Please scale the entries from their start through the line containing "[135,385,161,417]", both ends included, and give those lines again with the requests kept. Multiply every bounding-box coordinate in the answers by 0.85, rounding to whole numbers with halves going up, and leave the pictures out.

DATA PROVIDED:
- - - - -
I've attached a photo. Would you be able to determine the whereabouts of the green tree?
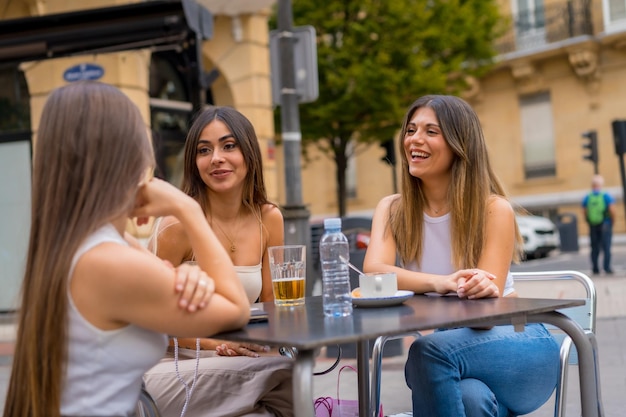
[277,0,504,216]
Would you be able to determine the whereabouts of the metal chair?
[370,271,604,417]
[513,271,604,417]
[135,385,161,417]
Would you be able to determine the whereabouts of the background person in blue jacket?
[583,175,615,274]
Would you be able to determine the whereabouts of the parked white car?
[515,214,561,259]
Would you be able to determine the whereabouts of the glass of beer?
[268,245,306,306]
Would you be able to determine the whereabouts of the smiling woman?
[144,107,293,417]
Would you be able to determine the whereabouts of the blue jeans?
[589,221,613,273]
[404,324,559,417]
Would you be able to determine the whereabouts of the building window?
[513,0,546,49]
[520,93,556,179]
[602,0,626,32]
[150,51,211,187]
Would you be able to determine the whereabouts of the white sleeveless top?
[61,224,167,416]
[405,213,515,296]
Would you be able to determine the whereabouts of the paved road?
[0,245,626,417]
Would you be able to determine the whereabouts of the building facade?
[0,0,626,235]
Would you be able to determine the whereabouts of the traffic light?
[582,130,598,165]
[611,120,626,157]
[380,139,396,166]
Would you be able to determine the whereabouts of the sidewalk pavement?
[0,266,626,417]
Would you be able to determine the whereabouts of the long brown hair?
[4,82,153,417]
[389,95,522,268]
[182,106,273,214]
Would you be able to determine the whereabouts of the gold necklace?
[211,218,241,253]
[428,203,448,214]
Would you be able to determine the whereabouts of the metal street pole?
[277,0,315,295]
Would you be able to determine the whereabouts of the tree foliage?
[270,0,503,215]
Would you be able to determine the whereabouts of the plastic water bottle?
[320,218,352,317]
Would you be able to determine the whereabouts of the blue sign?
[63,64,104,83]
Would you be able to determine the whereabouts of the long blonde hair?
[389,95,522,268]
[4,82,153,417]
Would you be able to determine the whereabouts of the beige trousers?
[144,348,294,417]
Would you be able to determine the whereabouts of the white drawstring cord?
[174,337,200,417]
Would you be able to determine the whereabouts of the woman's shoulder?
[487,194,515,215]
[154,216,185,236]
[261,203,283,223]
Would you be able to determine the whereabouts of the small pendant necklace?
[428,203,448,214]
[211,219,240,253]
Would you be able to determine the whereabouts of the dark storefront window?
[0,66,30,142]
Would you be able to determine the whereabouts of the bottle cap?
[324,217,341,229]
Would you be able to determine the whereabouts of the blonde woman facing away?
[4,82,250,417]
[363,95,559,417]
[144,106,294,417]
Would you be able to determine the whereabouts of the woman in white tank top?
[144,107,293,417]
[363,95,559,417]
[3,82,250,417]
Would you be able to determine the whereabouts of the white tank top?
[61,224,167,416]
[405,213,515,296]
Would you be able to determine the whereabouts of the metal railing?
[496,0,593,54]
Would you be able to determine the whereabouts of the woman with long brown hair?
[363,95,559,417]
[4,82,250,417]
[144,106,294,417]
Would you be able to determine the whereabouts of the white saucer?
[352,288,415,307]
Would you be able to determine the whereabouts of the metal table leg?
[528,311,604,417]
[293,350,315,417]
[356,340,372,417]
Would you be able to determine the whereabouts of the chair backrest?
[512,271,597,364]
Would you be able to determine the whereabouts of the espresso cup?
[359,272,398,298]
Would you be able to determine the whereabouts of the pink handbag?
[314,365,384,417]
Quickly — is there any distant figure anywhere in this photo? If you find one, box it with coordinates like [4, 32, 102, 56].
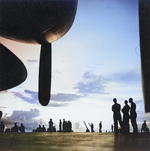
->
[83, 121, 90, 132]
[121, 100, 130, 133]
[59, 119, 62, 132]
[89, 123, 94, 132]
[42, 125, 46, 132]
[63, 119, 66, 132]
[52, 126, 56, 132]
[0, 122, 5, 132]
[112, 98, 122, 133]
[129, 98, 138, 133]
[0, 111, 3, 119]
[19, 123, 25, 132]
[11, 123, 19, 132]
[111, 124, 114, 133]
[99, 121, 102, 133]
[35, 125, 42, 132]
[48, 119, 53, 132]
[141, 120, 149, 133]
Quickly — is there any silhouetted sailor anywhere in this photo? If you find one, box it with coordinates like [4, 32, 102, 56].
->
[19, 123, 25, 132]
[0, 111, 3, 119]
[112, 98, 122, 133]
[42, 125, 46, 132]
[63, 119, 66, 132]
[11, 123, 19, 132]
[99, 121, 102, 133]
[141, 120, 149, 133]
[129, 98, 138, 133]
[0, 122, 5, 132]
[35, 125, 42, 132]
[52, 126, 56, 132]
[59, 119, 62, 132]
[48, 119, 53, 132]
[68, 121, 72, 132]
[111, 124, 114, 133]
[121, 100, 130, 133]
[89, 123, 94, 132]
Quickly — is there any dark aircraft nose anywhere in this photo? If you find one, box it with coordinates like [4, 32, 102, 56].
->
[0, 0, 78, 105]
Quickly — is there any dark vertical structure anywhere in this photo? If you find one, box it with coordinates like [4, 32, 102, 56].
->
[0, 0, 78, 106]
[139, 0, 150, 112]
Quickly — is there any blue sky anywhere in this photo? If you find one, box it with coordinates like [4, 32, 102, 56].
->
- - - - -
EXERCISE ANSWER:
I've attached a photo. Would you be able to determine the whereabouts of the green tree?
[235,0,428,184]
Would you be able to determine the whereabouts of the metal chair?
[315,230,513,354]
[436,230,513,354]
[115,327,137,354]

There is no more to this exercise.